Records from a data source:

------------------------------------

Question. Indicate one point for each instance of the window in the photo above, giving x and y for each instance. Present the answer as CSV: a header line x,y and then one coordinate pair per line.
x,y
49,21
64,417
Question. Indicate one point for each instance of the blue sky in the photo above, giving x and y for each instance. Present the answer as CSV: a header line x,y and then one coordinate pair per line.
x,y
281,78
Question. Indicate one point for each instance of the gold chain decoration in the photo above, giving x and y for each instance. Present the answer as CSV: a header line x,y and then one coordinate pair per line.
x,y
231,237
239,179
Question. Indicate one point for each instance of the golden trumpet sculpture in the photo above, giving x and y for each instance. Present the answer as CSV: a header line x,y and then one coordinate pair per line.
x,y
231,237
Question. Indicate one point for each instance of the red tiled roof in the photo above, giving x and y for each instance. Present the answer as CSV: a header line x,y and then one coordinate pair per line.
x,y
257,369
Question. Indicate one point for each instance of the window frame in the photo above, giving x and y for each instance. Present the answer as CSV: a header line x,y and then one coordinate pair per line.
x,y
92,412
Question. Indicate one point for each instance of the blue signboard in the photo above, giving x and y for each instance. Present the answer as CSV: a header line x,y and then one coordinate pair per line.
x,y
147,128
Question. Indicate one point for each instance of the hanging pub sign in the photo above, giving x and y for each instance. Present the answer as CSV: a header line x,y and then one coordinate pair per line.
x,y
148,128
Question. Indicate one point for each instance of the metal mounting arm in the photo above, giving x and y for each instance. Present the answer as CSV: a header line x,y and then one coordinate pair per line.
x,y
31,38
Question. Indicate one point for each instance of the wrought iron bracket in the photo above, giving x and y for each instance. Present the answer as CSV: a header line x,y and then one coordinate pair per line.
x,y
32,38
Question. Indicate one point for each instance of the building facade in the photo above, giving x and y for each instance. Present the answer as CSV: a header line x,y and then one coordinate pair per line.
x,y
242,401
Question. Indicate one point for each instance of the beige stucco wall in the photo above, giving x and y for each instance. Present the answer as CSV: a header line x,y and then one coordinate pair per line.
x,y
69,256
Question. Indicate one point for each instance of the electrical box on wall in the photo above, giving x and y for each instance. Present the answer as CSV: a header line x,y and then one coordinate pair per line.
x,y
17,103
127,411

------------------------------------

Assignment: Transcribe exactly, and only, the lines that extend from the one containing "Question. Indicate one point for each instance of the wrought" to the end of the records above, inclusive of both.

Expected output:
Question. Indicate one point for each instance of the wrought iron bracket in the photo above, giving x and y for each instance. Present the answer as CSV: a header line x,y and then one coordinate pair per line.
x,y
32,38
Question. Indicate one point for each instance of the building facade in the photo above, giving x and y for each instance. Present the answer as CSV: a header line x,y and then one coordinate pair per line.
x,y
242,401
Question. Indicate one point for each instance of the beige stucco wall in the photo above, giving x and y for each instance. Present the answer as CSV: a header line x,y and then one coordinate pair per line.
x,y
69,256
Question. Indicate one point for each instance of the electrical box on wall in the photo above, giving x and y for each instance. Present the answer as CSV: a header line x,y and then one coordinate pair per line.
x,y
17,103
127,411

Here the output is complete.